→ **STATED PROBLEM**
Reproduce each of the records below word for word.

-- start PROVIDED ENTRIES --

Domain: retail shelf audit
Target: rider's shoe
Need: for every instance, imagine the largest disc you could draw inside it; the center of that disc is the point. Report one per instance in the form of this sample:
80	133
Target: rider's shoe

-- end PROVIDED ENTRIES --

→ **OUTPUT OF THE TASK**
Domain: retail shelf audit
Target: rider's shoe
Need: for every instance, imagine the largest disc you could draw inside it; the center of that disc is the point. Report one per instance in the form of this sample:
80	133
Target: rider's shoe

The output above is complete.